## TEXT EXTRACT:
Like vinyl records, black and white photography, black powder hunting rifles, printed books, and wristwatches, many technological inventions are still used today despite being totally outmoded and despite the availability of more efficient, less expensive options. In fact, as of last year, typewriters are making a comeback, and print book sales actually increased while eBook sales dropped.
While I still have a few vinyl records in a box in my basement, I don’t have a record player anymore, and I sold my black and white photography and darkroom gear over a decade ago. But the hot air balloon was—and still is—intriguing to me.
So, a few years ago, I was pleasantly surprised with the opportunity to ride in a hot air balloon, and it happened in the most unexpected way.
I was working for a company in Colorado Springs, Colorado. The company had been a long-time sponsor of an annual event held every Labor Day, which (at the time) was called the “Colorado Balloon Classic.” (The event is still held today, but it’s run by a different organization and is now called the “Labor Day Liftoff.”)
As an event sponsor, the company was able to place a banner bearing their name on one of the hot air balloons. They also received two tickets to ride on the sponsored balloon. The year I went, I was a relatively new hire, and the company had just been sold to a new owner. He was impressed with the job I had done, so as a reward, he gave me the tickets. I asked my wife if she wanted to join me, and of course, she was surprised at such a random gift, but was happy to accept. Riding a hot air balloon had been on her bucket list for a long time as well.
How was our experience? Well, it was unlike anything I’d done in life up to that point. I’ll explain how it went in two ways: first, a basic timeline and summary, then I’ll fill in some details and give a deeper analysis.
Basic Timeline of the Trip
After initially hearing about the opportunity, and accepting the tickets, I found out that it wouldn’t be as simple as just driving up to the balloon on Labor Day and stepping into a basket and floating away. It was much more complicated than I expected.
A few days before the event, I was required to go to a lunch meeting to learn about how it all works. A speaker explained the rules on where to park, how early to show up, how long it would take, what to expect while we were in the air, and how weather conditions could delay or even cancel the liftoff, and more.

Region annotation entries:

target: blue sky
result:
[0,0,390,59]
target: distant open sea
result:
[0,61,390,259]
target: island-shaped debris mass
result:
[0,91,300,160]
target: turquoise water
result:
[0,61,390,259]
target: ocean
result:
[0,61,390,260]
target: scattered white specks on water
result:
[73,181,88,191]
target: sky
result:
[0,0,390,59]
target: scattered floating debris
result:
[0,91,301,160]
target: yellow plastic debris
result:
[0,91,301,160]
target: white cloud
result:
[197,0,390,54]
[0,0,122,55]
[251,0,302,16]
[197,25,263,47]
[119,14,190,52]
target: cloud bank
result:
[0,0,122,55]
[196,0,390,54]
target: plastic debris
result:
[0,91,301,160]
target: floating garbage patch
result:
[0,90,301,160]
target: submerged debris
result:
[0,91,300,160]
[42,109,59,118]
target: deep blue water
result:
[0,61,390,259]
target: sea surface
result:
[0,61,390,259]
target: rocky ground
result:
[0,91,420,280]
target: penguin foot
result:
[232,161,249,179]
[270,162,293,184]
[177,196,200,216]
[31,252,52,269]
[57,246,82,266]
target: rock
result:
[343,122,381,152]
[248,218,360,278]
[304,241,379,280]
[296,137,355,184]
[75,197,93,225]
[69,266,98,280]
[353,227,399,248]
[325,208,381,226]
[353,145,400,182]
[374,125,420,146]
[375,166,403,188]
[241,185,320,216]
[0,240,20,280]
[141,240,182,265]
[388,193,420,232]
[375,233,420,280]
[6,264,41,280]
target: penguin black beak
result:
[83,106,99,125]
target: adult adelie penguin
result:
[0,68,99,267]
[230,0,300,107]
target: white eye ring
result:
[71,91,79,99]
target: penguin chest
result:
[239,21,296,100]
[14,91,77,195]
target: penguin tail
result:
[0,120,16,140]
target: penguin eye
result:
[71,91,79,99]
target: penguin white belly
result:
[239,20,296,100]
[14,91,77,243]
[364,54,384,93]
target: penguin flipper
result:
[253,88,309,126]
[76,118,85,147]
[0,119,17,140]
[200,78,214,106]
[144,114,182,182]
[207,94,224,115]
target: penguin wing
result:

## REQUIREMENT 1:
Please say whether each statement agrees with the balloon ride account, answering yes or no and quoting the words that decide it: (a) The Labor Day event now goes by the name "Labor Day Liftoff." (b) The writer still owns a record player. (c) The company's new owner handed over the tickets as a reward.
## REQUIREMENT 2:
Continue the balloon ride account from where it stops.

## TASK OUTPUT 1:
(a) Yes: "is now called the “Labor Day Liftoff.”"
(b) No: "I don’t have a record player anymore"
(c) Yes: "so as a reward, he gave me the tickets"

## TASK OUTPUT 2:
I met Buzz, our pilot, who told me where he would be on the big grassy field that day. He gave me info on his balloon, his experience, and so on. Buzz was a veteran hot air balloon pilot: he had flown them for 35 years. He told me his balloon was called the “Second Wind,” and it was called that because it was his “second” balloon, which replaced his first balloon, the “Amarillo Drifter.” (Note: I didn’t ask what happened to the Amarillo Drifter, but I was sure hoping it hadn’t crashed!)
I was given a liability waiver that my wife and I would have to sign in order to ride, and let me tell you: that is one liability waiver you want to read carefully! I had to agree that I understood that hot air balloon flying is an inherently dangerous activity and that the pilot has very little control over many aspects of the ride, especially landing.
In fact, it explicitly stated: “under normal landing conditions, bruises and/or abrasions are not unusual” and “when landing, it is not unusual for the basket to tip on its side, subjecting the passengers to physical contact with each other or the sides of the basket.” Seriously: when’s the last time you signed a disclaimer like that?
It got worse, actually: it stated that I would hold everyone harmless in the event of “bodily injury or even death.” All of these, I expected to some extent. One clause I wasn’t expecting at all said that I would agree to release them from liability if I landed on private property, which could “lead to arrest for trespassing or other violations.” I’ve certainly never seen verbiage like that in a contract that I’ve signed before! Despite the scary language, I took a chance and signed the waiver.
Saturday morning, the day of the event, we arrived at 6:15 am and walked out onto the huge grass field and found our “balloon team.”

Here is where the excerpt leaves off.